--- start ---

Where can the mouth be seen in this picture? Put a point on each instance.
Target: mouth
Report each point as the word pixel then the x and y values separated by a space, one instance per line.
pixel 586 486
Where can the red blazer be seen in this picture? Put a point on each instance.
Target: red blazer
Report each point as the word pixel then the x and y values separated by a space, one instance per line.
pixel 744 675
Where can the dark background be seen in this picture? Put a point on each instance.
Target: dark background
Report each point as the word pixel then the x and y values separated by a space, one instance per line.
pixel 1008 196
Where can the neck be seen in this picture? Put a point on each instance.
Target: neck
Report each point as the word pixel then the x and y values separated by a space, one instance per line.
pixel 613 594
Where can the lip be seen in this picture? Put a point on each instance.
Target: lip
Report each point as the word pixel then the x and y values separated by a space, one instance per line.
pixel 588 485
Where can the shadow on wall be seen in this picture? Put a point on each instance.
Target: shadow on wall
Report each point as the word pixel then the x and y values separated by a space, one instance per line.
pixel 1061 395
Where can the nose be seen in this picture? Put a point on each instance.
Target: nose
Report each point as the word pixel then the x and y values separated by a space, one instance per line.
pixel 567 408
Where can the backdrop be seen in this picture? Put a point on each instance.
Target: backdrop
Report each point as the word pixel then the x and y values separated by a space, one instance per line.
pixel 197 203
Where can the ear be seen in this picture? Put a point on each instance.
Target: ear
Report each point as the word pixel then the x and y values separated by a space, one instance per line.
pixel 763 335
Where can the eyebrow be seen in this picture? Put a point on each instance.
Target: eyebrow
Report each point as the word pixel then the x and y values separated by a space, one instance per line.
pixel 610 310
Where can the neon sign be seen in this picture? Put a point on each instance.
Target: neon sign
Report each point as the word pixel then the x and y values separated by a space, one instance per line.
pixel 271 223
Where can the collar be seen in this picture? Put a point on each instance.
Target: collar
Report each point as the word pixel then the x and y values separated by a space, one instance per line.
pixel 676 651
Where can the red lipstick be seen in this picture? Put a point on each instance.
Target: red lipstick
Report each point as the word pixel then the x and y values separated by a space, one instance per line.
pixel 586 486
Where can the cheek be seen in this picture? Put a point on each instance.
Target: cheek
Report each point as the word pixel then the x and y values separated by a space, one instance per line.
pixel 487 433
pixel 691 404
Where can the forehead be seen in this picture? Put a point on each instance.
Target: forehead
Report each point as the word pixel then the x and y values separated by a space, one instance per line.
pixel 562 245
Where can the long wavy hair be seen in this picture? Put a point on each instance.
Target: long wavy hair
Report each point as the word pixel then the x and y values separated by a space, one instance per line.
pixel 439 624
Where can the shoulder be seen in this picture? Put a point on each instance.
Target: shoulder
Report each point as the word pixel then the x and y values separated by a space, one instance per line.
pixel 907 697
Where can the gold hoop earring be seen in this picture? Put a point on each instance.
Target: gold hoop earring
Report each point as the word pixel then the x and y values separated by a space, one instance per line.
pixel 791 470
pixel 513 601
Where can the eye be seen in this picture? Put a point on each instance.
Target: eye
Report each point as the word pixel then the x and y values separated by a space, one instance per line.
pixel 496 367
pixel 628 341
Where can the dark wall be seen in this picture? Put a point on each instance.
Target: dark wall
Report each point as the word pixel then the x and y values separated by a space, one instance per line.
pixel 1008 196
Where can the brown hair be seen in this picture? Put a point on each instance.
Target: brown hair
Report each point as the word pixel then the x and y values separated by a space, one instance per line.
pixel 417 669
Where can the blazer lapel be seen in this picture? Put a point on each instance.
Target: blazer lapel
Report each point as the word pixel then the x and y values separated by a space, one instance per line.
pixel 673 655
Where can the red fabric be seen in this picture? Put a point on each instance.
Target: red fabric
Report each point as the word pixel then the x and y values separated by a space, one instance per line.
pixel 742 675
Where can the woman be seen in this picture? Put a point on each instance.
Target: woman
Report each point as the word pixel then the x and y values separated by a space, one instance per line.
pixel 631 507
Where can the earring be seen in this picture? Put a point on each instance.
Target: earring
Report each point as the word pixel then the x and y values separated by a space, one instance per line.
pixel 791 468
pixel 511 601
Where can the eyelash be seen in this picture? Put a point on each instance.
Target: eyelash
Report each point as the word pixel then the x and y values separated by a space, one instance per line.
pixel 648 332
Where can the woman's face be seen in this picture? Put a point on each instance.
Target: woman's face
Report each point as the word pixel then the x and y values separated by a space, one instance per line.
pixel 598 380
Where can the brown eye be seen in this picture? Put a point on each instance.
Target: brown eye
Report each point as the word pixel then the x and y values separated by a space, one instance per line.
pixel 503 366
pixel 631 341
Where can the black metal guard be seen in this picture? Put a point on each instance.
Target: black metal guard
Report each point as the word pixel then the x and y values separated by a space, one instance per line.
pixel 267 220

--- end ---

* [PROBLEM REQUIREMENTS]: Reproduce word for word every line of the records between the line containing "Where can the lip" and the line containing "pixel 271 223", both included.

* [SOLVED PROBLEM]:
Where can the lip be seen in this picture? Put a point on each instance.
Target: lip
Report each point as the word pixel then the x and y values separated by a space, one instance per line.
pixel 588 485
Where can the shadow on wall be seen in this picture? Put a point on each instance.
Target: shadow on wall
Report each point as the word pixel then the x and y values separated by a space, one instance per line.
pixel 1061 395
Where can the nose be seen in this picture? Put a point on each instance.
Target: nose
Report each point as the word pixel then the x and y values separated by a space, one instance per line.
pixel 567 408
Where can the backdrop be seen in this picture? Put a point on each instance.
Target: backdrop
Report each point as the word pixel then the x and y values separated by a space, one instance per line.
pixel 197 203
Where can the ear be seen in this picture? Put a point on each instance.
Target: ear
Report each point as the word pixel then the x and y values separated by a space, one instance per line.
pixel 763 335
Where can the eyebrow be seen in this picture? Put a point on each instance.
Target: eyebrow
Report each point as the word pixel then the x and y values separated by a space, one instance per line.
pixel 610 310
Where can the neon sign be seen in this picture? Put a point on each instance.
Target: neon sign
Report each point as the word pixel then the x and y values separated by a space, one instance per line.
pixel 271 223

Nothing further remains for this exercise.